*Provided text*.
______

The notice posted on the Central Bank website said as per the approved International Sovereign Bond program for 2019, the Government intends to issue Sovereign Bonds in dollars, yen, renminbi and euro.
“The dollar denominated bonds and/or currencies referred above denominated bonds for benchmark size issuances up to equivalent of $ 2,000 million in aggregate will be exercisable in single or multiple tranches with a competitive fixed coupon and medium to long-term maturities, preferably of five years or longer,” the notice said.
Accordingly, the Central Bank, on behalf of GOSL, invites proposals from banks and investment houses for consideration to be appointed as Lead Managers/Book Runners on above issuances, it added.
Cabinet gave approval earlier this month for the Central Bank to raise $ 2 billion for debt repayment. The rise in the amount comes after Parliament increased the borrowing ceiling for liability management on 26 October 2018, making it possible for the Government to borrow up to Rs. 310 billion.

______

(Recorded data)
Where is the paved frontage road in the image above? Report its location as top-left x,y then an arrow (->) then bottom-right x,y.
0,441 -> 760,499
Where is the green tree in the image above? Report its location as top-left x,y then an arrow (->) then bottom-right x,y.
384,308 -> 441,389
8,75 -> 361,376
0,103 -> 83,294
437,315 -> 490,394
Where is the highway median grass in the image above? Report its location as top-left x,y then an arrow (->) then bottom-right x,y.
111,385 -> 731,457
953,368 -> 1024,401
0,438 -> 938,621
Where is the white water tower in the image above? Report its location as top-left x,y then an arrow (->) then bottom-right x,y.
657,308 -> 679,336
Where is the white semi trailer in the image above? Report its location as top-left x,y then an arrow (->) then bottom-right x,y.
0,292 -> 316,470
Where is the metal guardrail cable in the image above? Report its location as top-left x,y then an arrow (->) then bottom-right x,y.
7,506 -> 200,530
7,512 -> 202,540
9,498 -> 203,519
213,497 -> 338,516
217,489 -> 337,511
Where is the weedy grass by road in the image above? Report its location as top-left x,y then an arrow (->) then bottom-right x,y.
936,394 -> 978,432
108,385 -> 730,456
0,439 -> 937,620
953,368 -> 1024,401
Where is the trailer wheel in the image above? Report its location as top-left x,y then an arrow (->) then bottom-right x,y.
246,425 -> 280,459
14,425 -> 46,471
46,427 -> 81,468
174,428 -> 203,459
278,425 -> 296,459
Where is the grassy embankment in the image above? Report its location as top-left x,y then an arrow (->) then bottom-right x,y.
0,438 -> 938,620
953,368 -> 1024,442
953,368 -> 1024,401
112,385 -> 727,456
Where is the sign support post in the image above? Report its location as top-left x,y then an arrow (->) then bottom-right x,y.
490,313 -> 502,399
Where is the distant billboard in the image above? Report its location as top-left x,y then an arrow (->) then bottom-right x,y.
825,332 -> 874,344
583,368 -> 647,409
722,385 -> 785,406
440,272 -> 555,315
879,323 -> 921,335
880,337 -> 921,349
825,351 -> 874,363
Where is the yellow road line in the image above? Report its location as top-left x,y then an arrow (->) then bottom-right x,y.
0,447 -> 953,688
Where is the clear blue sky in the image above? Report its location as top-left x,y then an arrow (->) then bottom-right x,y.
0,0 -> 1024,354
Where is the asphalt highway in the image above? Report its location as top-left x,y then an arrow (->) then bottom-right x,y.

______

*Problem set*.
[1] How much did Cabinet approve for the Central Bank to raise for debt repayment, according to the sovereign bond text?
[2] Print the entries from the line with "Where is the grassy" through the final line of the entries.

*Results by task*.
[1] $2 billion.

[2]
Where is the grassy embankment in the image above? Report its location as top-left x,y then an arrow (->) then bottom-right x,y.
0,438 -> 938,620
953,368 -> 1024,442
953,368 -> 1024,401
112,385 -> 727,456
Where is the sign support post in the image above? Report its location as top-left x,y then an arrow (->) then bottom-right x,y.
490,313 -> 502,399
Where is the distant billboard in the image above? Report its location as top-left x,y then an arrow (->) then bottom-right x,y.
825,332 -> 874,344
583,368 -> 647,409
722,385 -> 785,406
440,272 -> 555,315
879,323 -> 921,335
880,337 -> 921,349
825,351 -> 874,363
Where is the yellow road line in the image above? Report its location as top-left x,y then an arrow (->) then bottom-right x,y.
0,447 -> 953,688
Where is the clear blue sky in the image above? Report its location as top-left x,y then an arrow (->) then bottom-right x,y.
0,0 -> 1024,354
Where is the asphalt highway in the image above? Report its location as top-left x,y then an arrow (->) then bottom-right x,y.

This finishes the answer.